▶ **WHAT THE TASK REQUIRES**: Count how many lines in the listing below contain the string "orange", matching case exactly. Reply with the number alone.

Excerpts from point annotation data:
——————
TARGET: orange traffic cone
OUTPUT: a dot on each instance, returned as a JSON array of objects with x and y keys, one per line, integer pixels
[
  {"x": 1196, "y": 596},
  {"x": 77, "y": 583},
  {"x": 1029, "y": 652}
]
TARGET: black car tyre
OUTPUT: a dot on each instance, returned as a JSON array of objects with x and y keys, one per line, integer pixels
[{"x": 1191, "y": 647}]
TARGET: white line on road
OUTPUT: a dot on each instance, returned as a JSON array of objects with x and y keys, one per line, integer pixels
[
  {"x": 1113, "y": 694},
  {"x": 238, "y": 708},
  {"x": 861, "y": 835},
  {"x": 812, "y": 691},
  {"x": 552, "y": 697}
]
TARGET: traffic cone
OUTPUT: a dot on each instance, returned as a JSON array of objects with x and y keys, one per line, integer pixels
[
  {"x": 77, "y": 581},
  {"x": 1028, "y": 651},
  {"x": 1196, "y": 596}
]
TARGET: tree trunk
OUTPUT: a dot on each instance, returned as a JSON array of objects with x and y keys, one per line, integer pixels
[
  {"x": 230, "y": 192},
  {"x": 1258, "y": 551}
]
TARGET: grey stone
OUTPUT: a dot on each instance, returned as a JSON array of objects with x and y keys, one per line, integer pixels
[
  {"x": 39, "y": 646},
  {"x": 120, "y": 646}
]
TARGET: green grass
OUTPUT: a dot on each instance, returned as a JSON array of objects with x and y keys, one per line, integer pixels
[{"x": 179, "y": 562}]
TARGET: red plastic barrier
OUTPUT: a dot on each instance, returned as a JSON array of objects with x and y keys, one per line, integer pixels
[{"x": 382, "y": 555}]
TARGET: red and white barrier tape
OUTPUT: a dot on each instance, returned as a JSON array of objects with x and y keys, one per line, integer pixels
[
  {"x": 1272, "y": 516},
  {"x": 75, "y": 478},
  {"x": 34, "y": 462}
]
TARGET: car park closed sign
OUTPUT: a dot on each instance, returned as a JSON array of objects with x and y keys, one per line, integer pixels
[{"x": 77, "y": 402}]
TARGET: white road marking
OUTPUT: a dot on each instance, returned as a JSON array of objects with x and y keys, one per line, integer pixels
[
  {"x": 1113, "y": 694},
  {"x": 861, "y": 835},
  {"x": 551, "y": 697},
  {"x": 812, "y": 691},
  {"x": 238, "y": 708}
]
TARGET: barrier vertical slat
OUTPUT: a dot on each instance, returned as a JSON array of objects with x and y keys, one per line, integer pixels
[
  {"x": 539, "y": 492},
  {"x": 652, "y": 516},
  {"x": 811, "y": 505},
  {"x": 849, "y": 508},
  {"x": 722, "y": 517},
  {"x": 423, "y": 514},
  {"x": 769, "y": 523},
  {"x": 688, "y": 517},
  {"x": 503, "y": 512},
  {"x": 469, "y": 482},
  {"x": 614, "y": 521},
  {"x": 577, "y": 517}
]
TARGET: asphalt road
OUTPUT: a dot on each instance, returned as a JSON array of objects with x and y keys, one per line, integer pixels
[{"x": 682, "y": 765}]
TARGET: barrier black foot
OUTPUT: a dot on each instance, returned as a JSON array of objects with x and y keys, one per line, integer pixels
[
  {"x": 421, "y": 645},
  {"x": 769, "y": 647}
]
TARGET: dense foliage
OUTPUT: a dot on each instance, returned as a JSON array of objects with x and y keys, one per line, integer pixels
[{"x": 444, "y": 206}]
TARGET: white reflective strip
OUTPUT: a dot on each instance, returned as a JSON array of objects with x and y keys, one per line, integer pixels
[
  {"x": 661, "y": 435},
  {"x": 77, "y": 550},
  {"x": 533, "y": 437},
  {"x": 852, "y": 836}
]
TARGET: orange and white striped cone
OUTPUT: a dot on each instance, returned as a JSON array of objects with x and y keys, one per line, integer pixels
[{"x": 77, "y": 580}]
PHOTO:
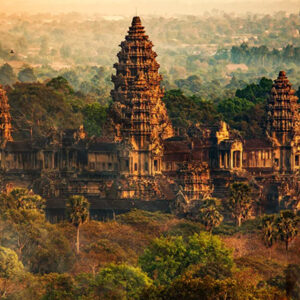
——————
▶ **OUTPUT FOR THIS TASK**: 2